• **Assignment**: All lines from the one with "Note to the class: find the gold signboard" through the close of the records below are to be set down exactly, and no others.

═══ Task data ═══

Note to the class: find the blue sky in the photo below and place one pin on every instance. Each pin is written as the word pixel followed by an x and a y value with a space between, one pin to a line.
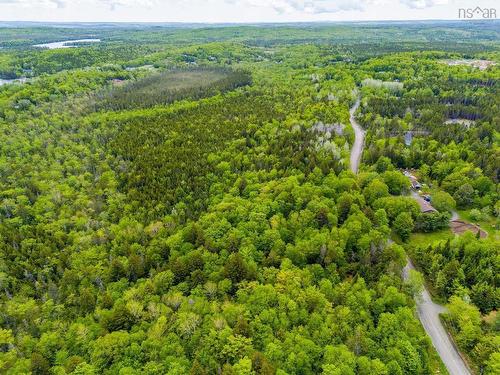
pixel 232 10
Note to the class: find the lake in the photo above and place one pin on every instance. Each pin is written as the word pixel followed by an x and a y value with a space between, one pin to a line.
pixel 66 43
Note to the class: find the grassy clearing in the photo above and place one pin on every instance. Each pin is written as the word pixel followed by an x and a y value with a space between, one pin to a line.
pixel 426 239
pixel 489 225
pixel 167 87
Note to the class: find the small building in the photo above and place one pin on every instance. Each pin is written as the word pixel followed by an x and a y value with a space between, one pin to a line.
pixel 425 207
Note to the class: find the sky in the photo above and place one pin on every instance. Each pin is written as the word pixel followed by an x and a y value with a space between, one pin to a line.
pixel 238 11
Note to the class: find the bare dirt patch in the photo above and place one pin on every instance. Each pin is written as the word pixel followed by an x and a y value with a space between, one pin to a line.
pixel 459 227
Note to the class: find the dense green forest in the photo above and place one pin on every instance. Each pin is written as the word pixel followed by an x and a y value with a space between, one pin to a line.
pixel 180 200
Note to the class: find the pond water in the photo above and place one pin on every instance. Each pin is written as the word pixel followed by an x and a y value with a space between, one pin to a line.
pixel 66 43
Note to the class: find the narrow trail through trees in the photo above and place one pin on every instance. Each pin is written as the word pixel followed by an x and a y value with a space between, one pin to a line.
pixel 427 311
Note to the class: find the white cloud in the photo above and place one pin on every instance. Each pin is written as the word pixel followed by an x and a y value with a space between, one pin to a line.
pixel 304 6
pixel 113 4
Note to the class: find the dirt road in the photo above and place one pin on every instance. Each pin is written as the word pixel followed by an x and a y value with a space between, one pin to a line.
pixel 427 311
pixel 359 140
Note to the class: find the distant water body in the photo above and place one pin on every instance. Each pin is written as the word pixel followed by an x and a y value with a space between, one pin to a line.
pixel 66 43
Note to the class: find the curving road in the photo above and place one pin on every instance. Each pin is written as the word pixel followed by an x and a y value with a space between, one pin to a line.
pixel 359 140
pixel 427 311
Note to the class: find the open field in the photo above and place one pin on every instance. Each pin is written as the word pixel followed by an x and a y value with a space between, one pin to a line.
pixel 166 87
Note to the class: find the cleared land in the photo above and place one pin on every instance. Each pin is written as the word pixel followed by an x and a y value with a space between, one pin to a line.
pixel 167 87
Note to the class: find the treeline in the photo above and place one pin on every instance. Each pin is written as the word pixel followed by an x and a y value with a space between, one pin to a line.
pixel 461 269
pixel 167 87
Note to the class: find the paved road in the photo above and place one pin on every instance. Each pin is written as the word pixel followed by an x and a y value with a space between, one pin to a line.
pixel 359 140
pixel 427 311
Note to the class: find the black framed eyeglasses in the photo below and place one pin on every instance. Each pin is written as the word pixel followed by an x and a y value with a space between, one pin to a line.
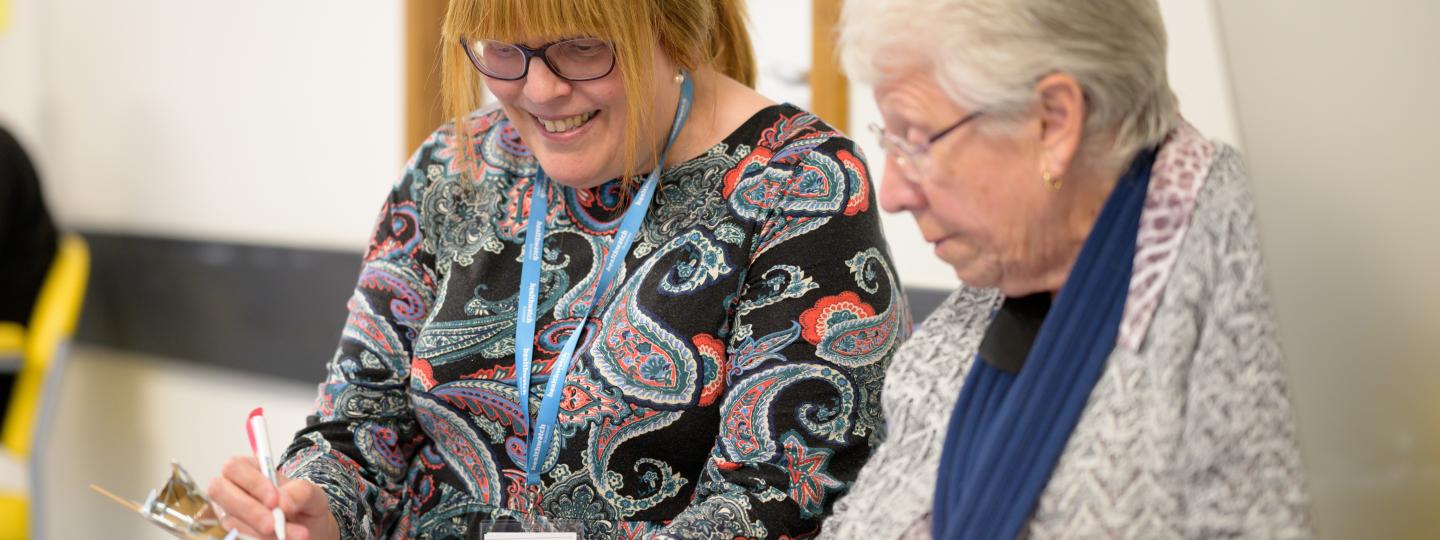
pixel 572 59
pixel 912 157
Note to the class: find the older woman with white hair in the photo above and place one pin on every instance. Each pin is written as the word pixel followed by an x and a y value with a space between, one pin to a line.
pixel 1110 366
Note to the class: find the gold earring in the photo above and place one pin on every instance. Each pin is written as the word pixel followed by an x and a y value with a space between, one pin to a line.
pixel 1051 182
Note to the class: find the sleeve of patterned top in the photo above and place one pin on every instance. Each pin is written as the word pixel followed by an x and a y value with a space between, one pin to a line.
pixel 362 432
pixel 812 330
pixel 1239 452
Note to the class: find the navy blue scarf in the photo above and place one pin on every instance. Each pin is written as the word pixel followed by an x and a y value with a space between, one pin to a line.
pixel 1008 429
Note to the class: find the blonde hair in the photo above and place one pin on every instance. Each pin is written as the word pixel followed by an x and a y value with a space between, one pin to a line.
pixel 691 32
pixel 988 54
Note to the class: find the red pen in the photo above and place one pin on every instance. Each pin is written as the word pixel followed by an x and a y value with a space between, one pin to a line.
pixel 259 445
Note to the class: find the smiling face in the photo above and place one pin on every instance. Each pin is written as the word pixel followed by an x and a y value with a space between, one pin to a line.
pixel 979 202
pixel 578 130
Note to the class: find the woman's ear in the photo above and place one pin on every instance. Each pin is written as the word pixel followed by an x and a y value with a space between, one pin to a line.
pixel 1063 111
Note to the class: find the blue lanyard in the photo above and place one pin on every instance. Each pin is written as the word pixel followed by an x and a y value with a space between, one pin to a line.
pixel 543 434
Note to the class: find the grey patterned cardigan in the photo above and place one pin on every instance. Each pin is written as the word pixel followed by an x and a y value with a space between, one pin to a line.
pixel 1188 434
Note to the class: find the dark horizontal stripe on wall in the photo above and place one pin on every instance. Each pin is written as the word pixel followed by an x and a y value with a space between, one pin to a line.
pixel 257 308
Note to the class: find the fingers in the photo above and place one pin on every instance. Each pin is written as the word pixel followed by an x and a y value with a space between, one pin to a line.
pixel 231 523
pixel 241 493
pixel 245 473
pixel 295 532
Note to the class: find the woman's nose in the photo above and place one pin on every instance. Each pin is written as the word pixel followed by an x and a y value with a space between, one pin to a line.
pixel 897 192
pixel 542 84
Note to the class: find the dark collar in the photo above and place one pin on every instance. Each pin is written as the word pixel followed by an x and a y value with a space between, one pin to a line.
pixel 1013 330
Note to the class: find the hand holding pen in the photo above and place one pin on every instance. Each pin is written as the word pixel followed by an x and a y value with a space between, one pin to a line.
pixel 257 501
pixel 259 447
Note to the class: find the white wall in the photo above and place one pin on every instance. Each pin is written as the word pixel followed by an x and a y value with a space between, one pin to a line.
pixel 1198 77
pixel 1337 104
pixel 20 71
pixel 265 121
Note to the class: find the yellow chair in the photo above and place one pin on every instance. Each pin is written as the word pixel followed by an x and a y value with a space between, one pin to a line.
pixel 36 388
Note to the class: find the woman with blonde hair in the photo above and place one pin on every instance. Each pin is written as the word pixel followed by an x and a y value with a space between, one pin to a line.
pixel 1110 367
pixel 635 300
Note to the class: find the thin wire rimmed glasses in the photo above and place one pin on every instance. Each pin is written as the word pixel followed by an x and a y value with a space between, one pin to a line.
pixel 913 157
pixel 572 59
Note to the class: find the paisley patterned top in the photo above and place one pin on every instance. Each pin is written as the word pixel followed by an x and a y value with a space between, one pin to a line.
pixel 729 385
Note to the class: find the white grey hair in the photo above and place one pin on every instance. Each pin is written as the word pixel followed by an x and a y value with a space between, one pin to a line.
pixel 988 54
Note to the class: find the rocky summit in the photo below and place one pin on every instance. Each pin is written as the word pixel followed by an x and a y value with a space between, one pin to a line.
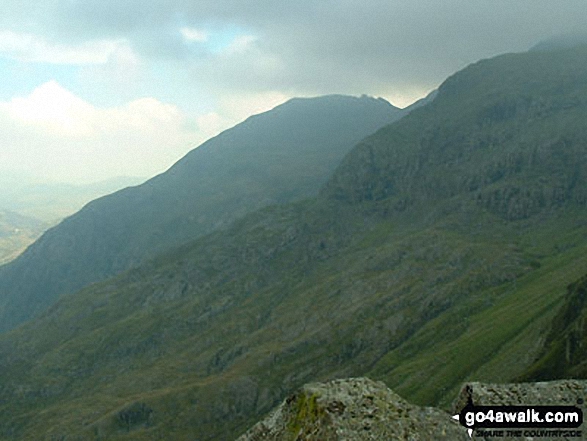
pixel 353 409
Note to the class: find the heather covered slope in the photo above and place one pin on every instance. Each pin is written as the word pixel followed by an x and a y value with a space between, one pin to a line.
pixel 275 157
pixel 425 261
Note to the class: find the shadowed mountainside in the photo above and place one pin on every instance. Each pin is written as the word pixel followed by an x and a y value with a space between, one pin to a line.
pixel 275 157
pixel 438 252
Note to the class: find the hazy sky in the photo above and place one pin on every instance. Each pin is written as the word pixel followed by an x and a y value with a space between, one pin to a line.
pixel 100 88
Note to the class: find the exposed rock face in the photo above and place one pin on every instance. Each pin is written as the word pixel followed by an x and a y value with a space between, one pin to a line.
pixel 353 409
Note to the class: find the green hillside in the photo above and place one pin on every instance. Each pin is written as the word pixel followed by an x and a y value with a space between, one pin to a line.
pixel 440 251
pixel 279 156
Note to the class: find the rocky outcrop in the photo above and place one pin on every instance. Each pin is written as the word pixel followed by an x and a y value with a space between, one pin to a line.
pixel 353 409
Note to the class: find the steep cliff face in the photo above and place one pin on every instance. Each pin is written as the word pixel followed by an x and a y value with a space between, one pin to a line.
pixel 279 156
pixel 352 410
pixel 361 409
pixel 564 352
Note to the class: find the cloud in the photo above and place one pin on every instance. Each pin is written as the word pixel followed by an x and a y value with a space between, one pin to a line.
pixel 55 134
pixel 193 35
pixel 379 47
pixel 32 48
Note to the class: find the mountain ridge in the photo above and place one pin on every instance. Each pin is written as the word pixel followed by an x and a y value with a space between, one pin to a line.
pixel 275 157
pixel 423 292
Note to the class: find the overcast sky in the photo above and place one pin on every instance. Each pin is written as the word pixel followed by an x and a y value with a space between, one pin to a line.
pixel 101 88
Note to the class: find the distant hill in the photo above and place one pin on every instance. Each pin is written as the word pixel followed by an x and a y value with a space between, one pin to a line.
pixel 275 157
pixel 438 252
pixel 16 233
pixel 51 202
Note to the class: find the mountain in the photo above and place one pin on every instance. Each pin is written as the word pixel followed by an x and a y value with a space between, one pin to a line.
pixel 275 157
pixel 16 233
pixel 438 252
pixel 353 409
pixel 52 201
pixel 564 351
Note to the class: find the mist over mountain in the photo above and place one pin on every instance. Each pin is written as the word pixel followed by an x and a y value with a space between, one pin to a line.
pixel 275 157
pixel 439 251
pixel 16 233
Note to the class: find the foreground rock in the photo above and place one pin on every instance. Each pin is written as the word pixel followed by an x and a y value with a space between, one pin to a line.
pixel 353 409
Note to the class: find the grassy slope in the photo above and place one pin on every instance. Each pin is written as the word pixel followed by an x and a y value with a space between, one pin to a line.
pixel 281 155
pixel 440 251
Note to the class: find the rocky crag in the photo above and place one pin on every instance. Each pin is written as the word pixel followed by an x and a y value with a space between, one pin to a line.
pixel 353 409
pixel 363 409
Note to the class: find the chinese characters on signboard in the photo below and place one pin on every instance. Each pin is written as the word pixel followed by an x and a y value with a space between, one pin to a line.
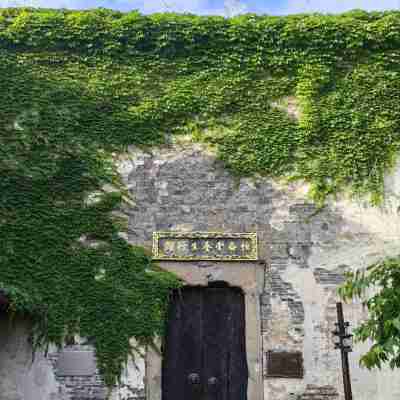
pixel 204 246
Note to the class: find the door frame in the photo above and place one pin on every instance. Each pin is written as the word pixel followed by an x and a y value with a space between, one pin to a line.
pixel 248 276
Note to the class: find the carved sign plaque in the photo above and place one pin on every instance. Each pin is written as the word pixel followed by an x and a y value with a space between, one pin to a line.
pixel 282 364
pixel 76 363
pixel 204 246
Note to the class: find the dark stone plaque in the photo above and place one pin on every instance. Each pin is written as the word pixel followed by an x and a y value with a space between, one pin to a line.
pixel 204 246
pixel 283 364
pixel 76 363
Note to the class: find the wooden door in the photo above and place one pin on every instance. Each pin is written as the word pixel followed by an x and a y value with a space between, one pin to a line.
pixel 204 355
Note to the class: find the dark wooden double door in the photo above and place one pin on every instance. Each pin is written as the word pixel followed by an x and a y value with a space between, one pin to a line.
pixel 204 354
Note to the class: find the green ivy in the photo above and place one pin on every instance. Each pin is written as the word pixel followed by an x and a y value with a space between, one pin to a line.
pixel 307 97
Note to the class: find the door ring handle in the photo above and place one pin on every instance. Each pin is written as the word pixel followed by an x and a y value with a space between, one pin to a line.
pixel 212 381
pixel 194 378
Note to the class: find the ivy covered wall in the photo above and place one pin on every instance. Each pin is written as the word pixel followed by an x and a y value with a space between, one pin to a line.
pixel 305 97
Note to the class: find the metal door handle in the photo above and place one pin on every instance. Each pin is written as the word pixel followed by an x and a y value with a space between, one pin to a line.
pixel 194 378
pixel 212 381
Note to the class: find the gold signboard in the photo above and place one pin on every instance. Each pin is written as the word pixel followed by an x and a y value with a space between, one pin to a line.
pixel 205 246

═══

• **Task result**:
Note to the class: find the gold signboard in the photo above and place one pin on every instance. Each pin is written as the word pixel followed by an x and a y value with a space between, one pin to a line.
pixel 205 246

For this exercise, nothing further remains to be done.